- Exercise instructions:
Can you transcribe each of the lines below precisely, without changing a single character?

- Data records:
···
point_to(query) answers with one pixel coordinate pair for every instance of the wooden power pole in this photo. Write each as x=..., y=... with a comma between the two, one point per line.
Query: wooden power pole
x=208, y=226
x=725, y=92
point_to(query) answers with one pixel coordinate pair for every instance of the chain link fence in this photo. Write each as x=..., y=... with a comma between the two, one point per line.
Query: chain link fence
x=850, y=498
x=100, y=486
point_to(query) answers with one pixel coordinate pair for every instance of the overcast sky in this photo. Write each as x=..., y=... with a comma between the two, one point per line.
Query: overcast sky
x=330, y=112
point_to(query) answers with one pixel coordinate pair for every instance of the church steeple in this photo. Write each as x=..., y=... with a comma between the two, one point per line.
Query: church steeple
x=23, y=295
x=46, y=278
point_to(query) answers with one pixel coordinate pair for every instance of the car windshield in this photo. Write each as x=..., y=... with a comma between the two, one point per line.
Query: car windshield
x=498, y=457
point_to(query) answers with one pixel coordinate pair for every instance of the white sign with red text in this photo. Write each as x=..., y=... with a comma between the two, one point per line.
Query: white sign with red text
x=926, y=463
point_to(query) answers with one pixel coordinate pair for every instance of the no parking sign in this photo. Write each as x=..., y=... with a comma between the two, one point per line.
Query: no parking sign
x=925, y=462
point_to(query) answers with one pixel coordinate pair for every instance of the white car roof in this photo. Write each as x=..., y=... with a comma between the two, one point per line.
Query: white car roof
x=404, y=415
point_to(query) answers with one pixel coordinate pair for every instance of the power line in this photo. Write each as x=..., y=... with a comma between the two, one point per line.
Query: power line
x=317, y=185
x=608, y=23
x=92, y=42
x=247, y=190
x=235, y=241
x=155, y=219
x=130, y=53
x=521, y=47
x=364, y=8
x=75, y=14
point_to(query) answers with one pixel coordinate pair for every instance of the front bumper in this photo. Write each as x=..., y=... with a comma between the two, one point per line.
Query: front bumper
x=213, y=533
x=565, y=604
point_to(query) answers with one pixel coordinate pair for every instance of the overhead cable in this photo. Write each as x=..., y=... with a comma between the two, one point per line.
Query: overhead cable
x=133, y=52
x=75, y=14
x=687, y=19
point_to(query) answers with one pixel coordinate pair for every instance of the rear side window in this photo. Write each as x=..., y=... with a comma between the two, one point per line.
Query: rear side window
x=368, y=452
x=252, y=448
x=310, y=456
···
- Response to this exercise:
point_to(query) answers with one pixel coordinate pair for every instance of the wooden power pole in this photo. Write each as x=..., y=... with a comma between the two, one point per line.
Query: wooden power pole
x=208, y=226
x=725, y=92
point_to(query) answers with one pixel coordinate pair for every instance of the chain link fence in this photo. Write each as x=..., y=... with a comma between the two, one point per line.
Query: chain link fence
x=850, y=498
x=100, y=486
point_to(query) answers with one pixel coordinate pair for every instance of the overcast sky in this photo. Write each as x=..., y=... with a comma between the two, one point per line.
Query: overcast sky
x=330, y=112
point_to(query) answers with one pixel coordinate pair for every instance of the church steeple in this photo. Write each as x=..., y=... with a comma between the two, one point per line.
Query: church steeple
x=23, y=295
x=46, y=278
point_to(query) answers with one pixel coordinate pair for every instance of the car windshield in this photo. Write each as x=..., y=... with a comma between the two, one point per line.
Query: car windshield
x=498, y=457
point_to(query) answers with one pixel coordinate pair for every instance of the white sign with red text in this photo. Write each as x=..., y=... with a comma between the two, one point per line.
Query: white sign with red text
x=926, y=463
point_to(query) answers with one pixel coordinate pair for every instance of the no parking sign in this photo. Write each as x=..., y=... with a comma between the two, one point per line.
Query: no parking sign
x=925, y=462
point_to(query) answers with one pixel coordinate pair for every instance of the white car roof in this photo. Write each as x=..., y=... with a comma between the two, one point per line.
Query: white car roof
x=404, y=415
point_to(query) answers with one pixel coordinate pair for every instance of the power line in this photo. Write each as x=..., y=... with a comma between the two, one point per line.
Query: power line
x=317, y=185
x=608, y=23
x=92, y=42
x=247, y=190
x=235, y=241
x=155, y=219
x=130, y=53
x=521, y=47
x=364, y=8
x=75, y=14
point_to(query) answers with one pixel coordinate pair for every instance of the front bumper in this photo. Write each as x=..., y=... with a comma between the two, one point per line.
Query: front bumper
x=213, y=533
x=565, y=604
point_to(query) answers with one pixel coordinate pair for every instance of the overhead cable in this photo. Write each as x=..., y=... with a comma between the two, one point per line.
Query: overhead cable
x=133, y=52
x=75, y=14
x=687, y=19
point_to(query) answers with one pixel coordinate pair for every instance of the rear side window in this photo. Write each as x=..., y=... with a comma between the two, one point per line.
Query: rear side window
x=368, y=452
x=252, y=448
x=310, y=456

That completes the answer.